------ DATA SHOWN
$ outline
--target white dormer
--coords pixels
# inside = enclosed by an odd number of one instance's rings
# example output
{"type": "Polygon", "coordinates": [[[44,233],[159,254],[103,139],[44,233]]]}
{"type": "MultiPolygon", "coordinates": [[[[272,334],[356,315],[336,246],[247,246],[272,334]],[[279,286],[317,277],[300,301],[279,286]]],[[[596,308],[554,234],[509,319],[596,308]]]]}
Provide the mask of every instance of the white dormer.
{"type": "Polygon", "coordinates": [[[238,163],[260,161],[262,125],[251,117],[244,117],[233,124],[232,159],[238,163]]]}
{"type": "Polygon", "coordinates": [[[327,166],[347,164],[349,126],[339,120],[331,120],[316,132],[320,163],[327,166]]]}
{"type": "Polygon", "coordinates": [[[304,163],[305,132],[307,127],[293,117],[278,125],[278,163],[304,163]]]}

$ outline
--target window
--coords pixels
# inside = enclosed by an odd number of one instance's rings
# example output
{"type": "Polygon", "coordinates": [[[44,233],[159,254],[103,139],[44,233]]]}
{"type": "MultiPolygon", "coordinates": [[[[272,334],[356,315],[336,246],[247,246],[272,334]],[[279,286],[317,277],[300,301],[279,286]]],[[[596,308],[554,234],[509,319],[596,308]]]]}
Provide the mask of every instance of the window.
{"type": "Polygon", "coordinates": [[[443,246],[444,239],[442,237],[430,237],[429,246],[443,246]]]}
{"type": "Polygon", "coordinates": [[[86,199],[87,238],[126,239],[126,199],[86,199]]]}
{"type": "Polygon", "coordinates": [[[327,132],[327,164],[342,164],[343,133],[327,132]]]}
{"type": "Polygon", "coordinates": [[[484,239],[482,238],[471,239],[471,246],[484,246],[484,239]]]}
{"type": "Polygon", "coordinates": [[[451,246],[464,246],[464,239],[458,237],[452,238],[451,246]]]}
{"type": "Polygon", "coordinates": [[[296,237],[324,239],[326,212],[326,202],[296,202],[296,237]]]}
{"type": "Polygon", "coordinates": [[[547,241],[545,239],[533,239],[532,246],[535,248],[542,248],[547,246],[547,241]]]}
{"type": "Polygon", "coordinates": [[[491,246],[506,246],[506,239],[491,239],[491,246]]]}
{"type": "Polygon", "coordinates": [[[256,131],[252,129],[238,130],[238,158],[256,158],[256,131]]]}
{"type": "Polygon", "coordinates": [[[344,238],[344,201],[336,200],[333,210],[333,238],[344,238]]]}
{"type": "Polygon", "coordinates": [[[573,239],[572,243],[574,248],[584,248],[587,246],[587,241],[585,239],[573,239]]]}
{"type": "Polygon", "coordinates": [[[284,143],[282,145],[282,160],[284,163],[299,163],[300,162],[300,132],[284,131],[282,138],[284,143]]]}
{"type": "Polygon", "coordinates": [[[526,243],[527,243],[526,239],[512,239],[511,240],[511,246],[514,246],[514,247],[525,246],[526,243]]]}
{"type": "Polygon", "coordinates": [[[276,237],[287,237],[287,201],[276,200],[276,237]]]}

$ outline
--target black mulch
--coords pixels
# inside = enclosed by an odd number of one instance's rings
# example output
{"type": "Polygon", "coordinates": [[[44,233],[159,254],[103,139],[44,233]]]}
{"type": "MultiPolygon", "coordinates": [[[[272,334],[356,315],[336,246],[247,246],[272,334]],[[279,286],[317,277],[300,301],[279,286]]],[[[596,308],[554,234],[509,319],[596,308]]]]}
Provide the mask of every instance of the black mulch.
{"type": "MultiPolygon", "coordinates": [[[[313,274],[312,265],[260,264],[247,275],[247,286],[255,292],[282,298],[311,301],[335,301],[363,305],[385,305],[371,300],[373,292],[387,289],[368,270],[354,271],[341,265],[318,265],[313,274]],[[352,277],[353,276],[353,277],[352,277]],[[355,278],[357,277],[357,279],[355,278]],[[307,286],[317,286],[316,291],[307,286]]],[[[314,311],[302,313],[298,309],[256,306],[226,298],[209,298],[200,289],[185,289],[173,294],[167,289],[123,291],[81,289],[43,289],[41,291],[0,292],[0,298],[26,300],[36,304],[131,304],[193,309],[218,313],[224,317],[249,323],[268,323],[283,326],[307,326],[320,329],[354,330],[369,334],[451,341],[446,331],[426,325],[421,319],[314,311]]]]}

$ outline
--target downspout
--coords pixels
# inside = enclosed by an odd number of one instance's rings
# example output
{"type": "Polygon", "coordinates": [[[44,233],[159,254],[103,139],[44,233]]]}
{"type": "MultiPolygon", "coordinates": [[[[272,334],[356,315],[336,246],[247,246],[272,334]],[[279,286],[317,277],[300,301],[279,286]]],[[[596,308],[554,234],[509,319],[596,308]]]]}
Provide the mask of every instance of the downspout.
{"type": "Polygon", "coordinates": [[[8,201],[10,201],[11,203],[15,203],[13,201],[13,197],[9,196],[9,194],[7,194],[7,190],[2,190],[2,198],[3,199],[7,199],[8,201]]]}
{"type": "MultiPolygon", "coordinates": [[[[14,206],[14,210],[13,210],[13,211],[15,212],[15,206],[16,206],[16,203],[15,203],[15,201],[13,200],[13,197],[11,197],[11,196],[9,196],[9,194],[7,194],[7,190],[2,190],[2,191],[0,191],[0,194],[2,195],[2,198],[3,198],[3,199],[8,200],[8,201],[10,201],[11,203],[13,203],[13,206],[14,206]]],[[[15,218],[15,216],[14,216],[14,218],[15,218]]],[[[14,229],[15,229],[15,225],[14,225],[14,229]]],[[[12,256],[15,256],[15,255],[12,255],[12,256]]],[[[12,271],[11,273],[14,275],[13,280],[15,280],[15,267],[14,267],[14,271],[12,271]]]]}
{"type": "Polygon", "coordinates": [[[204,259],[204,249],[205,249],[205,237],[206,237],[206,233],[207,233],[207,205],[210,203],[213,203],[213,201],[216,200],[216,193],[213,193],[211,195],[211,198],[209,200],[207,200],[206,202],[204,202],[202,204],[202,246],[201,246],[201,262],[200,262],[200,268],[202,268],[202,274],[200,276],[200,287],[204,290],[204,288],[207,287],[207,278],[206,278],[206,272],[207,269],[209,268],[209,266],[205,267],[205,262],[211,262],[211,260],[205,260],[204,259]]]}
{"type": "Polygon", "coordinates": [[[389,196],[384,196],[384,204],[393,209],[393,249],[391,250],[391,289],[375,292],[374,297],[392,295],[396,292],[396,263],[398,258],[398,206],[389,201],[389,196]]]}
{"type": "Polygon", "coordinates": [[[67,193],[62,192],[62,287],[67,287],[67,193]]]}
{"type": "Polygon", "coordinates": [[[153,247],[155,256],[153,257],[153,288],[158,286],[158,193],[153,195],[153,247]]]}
------------
### WHAT THE EXERCISE ASKS
Print out all the entries precisely as written.

### RESULT
$ outline
--target white dormer
--coords pixels
# inside = enclosed by an odd number of one instance's rings
# example output
{"type": "Polygon", "coordinates": [[[44,233],[159,254],[103,139],[44,233]]]}
{"type": "MultiPolygon", "coordinates": [[[[272,334],[356,315],[336,246],[247,246],[272,334]],[[279,286],[317,277],[300,301],[279,286]]],[[[596,308],[554,234],[509,319],[596,308]]]]}
Provide the mask of every instance of the white dormer.
{"type": "Polygon", "coordinates": [[[238,163],[260,161],[262,125],[251,117],[244,117],[233,124],[232,159],[238,163]]]}
{"type": "Polygon", "coordinates": [[[327,166],[347,164],[349,126],[339,120],[331,120],[316,132],[320,163],[327,166]]]}
{"type": "Polygon", "coordinates": [[[304,163],[305,132],[307,127],[293,117],[278,125],[278,163],[304,163]]]}

$ outline
--target window
--coords pixels
# inside = enclosed by an odd number of one instance's rings
# example output
{"type": "Polygon", "coordinates": [[[44,233],[159,254],[103,139],[44,233]]]}
{"type": "MultiPolygon", "coordinates": [[[[272,334],[356,315],[336,246],[247,246],[272,334]],[[279,286],[317,277],[300,301],[279,286]]],[[[596,308],[554,234],[509,319],[596,308]]]]}
Provide the mask of every instance of the window.
{"type": "Polygon", "coordinates": [[[443,246],[444,239],[442,237],[430,237],[429,246],[443,246]]]}
{"type": "Polygon", "coordinates": [[[86,199],[87,238],[126,239],[126,199],[86,199]]]}
{"type": "Polygon", "coordinates": [[[327,132],[327,164],[342,164],[343,133],[327,132]]]}
{"type": "Polygon", "coordinates": [[[484,239],[482,238],[471,239],[471,246],[484,246],[484,239]]]}
{"type": "Polygon", "coordinates": [[[451,246],[464,246],[464,239],[458,237],[452,238],[451,246]]]}
{"type": "Polygon", "coordinates": [[[296,237],[324,239],[326,212],[326,202],[296,202],[296,237]]]}
{"type": "Polygon", "coordinates": [[[547,241],[545,239],[533,239],[532,246],[535,248],[542,248],[547,246],[547,241]]]}
{"type": "Polygon", "coordinates": [[[491,246],[506,246],[506,239],[491,239],[491,246]]]}
{"type": "Polygon", "coordinates": [[[256,131],[252,129],[238,130],[238,158],[256,158],[256,131]]]}
{"type": "Polygon", "coordinates": [[[344,238],[344,201],[336,200],[333,210],[333,238],[344,238]]]}
{"type": "Polygon", "coordinates": [[[573,239],[572,243],[574,248],[584,248],[587,246],[587,241],[585,239],[573,239]]]}
{"type": "Polygon", "coordinates": [[[284,143],[282,145],[282,160],[284,163],[299,163],[300,162],[300,132],[284,131],[282,138],[284,143]]]}
{"type": "Polygon", "coordinates": [[[526,243],[527,243],[526,239],[512,239],[511,240],[511,246],[514,246],[514,247],[525,246],[526,243]]]}
{"type": "Polygon", "coordinates": [[[276,237],[287,237],[287,201],[276,200],[276,237]]]}

$ outline
--target black mulch
--coords pixels
# inside = enclosed by an odd number of one instance's rings
# example output
{"type": "Polygon", "coordinates": [[[44,233],[159,254],[103,139],[44,233]]]}
{"type": "MultiPolygon", "coordinates": [[[[272,334],[356,315],[336,246],[247,246],[272,334]],[[279,286],[317,277],[300,301],[279,286]]],[[[596,308],[554,234],[509,319],[596,308]]]]}
Provide the mask of every instance of the black mulch.
{"type": "MultiPolygon", "coordinates": [[[[313,274],[312,265],[260,264],[247,275],[247,286],[255,292],[282,298],[311,301],[335,301],[363,305],[385,305],[371,300],[373,292],[387,289],[368,270],[354,271],[341,265],[318,265],[313,274]],[[352,277],[353,276],[353,277],[352,277]],[[355,278],[357,277],[357,279],[355,278]],[[307,286],[317,286],[316,291],[307,286]]],[[[314,311],[302,313],[298,309],[256,306],[226,298],[209,298],[200,289],[185,289],[173,294],[167,289],[123,291],[81,289],[43,289],[41,291],[0,292],[0,298],[26,300],[36,304],[131,304],[193,309],[218,313],[224,317],[249,323],[268,323],[283,326],[307,326],[320,329],[354,330],[369,334],[451,341],[446,331],[426,325],[421,319],[314,311]]]]}

$ outline
--target downspout
--coords pixels
# inside = enclosed by an odd number of one instance's rings
# example output
{"type": "Polygon", "coordinates": [[[44,233],[159,254],[103,139],[44,233]]]}
{"type": "MultiPolygon", "coordinates": [[[[272,334],[356,315],[336,246],[247,246],[272,334]],[[279,286],[317,277],[300,301],[279,286]]],[[[596,308],[554,234],[509,319],[596,308]]]]}
Provide the mask of every instance of the downspout.
{"type": "Polygon", "coordinates": [[[8,201],[10,201],[11,203],[15,203],[13,201],[13,197],[9,196],[9,194],[7,194],[7,190],[2,190],[2,198],[3,199],[7,199],[8,201]]]}
{"type": "MultiPolygon", "coordinates": [[[[14,206],[14,210],[13,210],[13,211],[15,212],[15,206],[16,206],[16,203],[15,203],[15,201],[13,200],[13,197],[11,197],[11,196],[9,196],[9,194],[7,194],[7,190],[2,190],[2,191],[0,191],[0,194],[2,195],[2,198],[3,198],[3,199],[8,200],[8,201],[10,201],[11,203],[13,203],[13,206],[14,206]]],[[[15,218],[15,216],[14,216],[14,218],[15,218]]],[[[14,229],[15,229],[15,225],[14,225],[14,229]]],[[[12,256],[15,256],[15,255],[12,255],[12,256]]],[[[12,271],[11,273],[14,275],[13,280],[15,280],[15,267],[14,267],[14,271],[12,271]]]]}
{"type": "Polygon", "coordinates": [[[204,259],[204,249],[205,249],[205,237],[206,237],[206,233],[207,233],[207,205],[210,203],[213,203],[213,201],[216,200],[216,193],[213,193],[211,195],[211,198],[209,200],[207,200],[206,202],[204,202],[202,204],[202,246],[201,246],[201,262],[200,262],[200,268],[202,268],[202,274],[200,276],[200,287],[204,290],[204,288],[207,287],[207,278],[206,278],[206,272],[207,269],[209,268],[209,266],[205,267],[205,262],[211,262],[211,260],[205,260],[204,259]]]}
{"type": "Polygon", "coordinates": [[[389,196],[384,196],[384,204],[393,209],[393,249],[391,250],[391,289],[375,292],[374,297],[392,295],[396,292],[396,263],[398,258],[398,206],[389,201],[389,196]]]}
{"type": "Polygon", "coordinates": [[[67,193],[62,192],[62,287],[67,287],[67,193]]]}
{"type": "Polygon", "coordinates": [[[153,247],[155,256],[153,257],[153,288],[158,286],[158,193],[153,195],[153,247]]]}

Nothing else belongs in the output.